▶ Action item: Return the lines below exactly, from the first one through the line that has "find the green foliage;". Leave out everything after it.
◆ ◆ ◆ ◆ ◆ ◆ ◆
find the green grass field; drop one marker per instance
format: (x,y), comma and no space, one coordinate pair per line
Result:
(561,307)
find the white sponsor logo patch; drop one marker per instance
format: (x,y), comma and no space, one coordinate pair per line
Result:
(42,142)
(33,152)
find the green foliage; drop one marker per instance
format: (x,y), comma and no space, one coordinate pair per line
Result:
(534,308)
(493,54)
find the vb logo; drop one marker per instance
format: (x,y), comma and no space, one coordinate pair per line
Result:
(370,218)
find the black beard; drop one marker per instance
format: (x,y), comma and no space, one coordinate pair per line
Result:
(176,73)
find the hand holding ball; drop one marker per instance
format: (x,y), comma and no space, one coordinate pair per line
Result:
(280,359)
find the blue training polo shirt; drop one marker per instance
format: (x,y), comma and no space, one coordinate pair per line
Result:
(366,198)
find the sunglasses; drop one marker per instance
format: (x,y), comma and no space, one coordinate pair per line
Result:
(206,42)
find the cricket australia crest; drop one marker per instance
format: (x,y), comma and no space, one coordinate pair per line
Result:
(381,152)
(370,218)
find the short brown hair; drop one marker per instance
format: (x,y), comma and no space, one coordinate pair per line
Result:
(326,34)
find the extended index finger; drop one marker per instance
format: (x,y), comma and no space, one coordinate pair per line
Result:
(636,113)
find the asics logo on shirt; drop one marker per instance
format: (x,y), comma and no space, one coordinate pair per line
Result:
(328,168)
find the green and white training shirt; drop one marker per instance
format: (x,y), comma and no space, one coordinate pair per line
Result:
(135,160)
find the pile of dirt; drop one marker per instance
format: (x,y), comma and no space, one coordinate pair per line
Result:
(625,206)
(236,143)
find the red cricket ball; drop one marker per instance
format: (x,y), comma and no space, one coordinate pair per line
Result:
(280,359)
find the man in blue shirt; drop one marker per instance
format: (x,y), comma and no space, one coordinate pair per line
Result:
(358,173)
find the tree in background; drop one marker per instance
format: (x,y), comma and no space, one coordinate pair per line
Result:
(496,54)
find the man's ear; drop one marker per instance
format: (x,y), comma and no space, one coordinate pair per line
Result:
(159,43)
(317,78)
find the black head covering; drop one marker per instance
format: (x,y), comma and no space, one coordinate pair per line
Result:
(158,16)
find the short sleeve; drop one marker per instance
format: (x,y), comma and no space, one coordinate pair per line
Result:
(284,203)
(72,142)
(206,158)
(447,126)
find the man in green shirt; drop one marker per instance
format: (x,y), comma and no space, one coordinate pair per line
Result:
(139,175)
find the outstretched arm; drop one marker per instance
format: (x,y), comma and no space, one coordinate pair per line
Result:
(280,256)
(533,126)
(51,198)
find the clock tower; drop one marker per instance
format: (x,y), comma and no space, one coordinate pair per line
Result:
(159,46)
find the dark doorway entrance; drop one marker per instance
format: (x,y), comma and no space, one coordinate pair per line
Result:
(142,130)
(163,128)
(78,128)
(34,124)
◆ ◆ ◆ ◆ ◆ ◆ ◆
▶ Solution below:
find the green grass field; drop one marker per instance
format: (x,y), comma and no space, one coordinate pair per line
Result:
(561,307)
find the white sponsor logo patch; drop one marker per instance
format: (x,y), comma and no space, one coordinate pair per line
Result:
(42,142)
(33,152)
find the green foliage; drop one marker per instance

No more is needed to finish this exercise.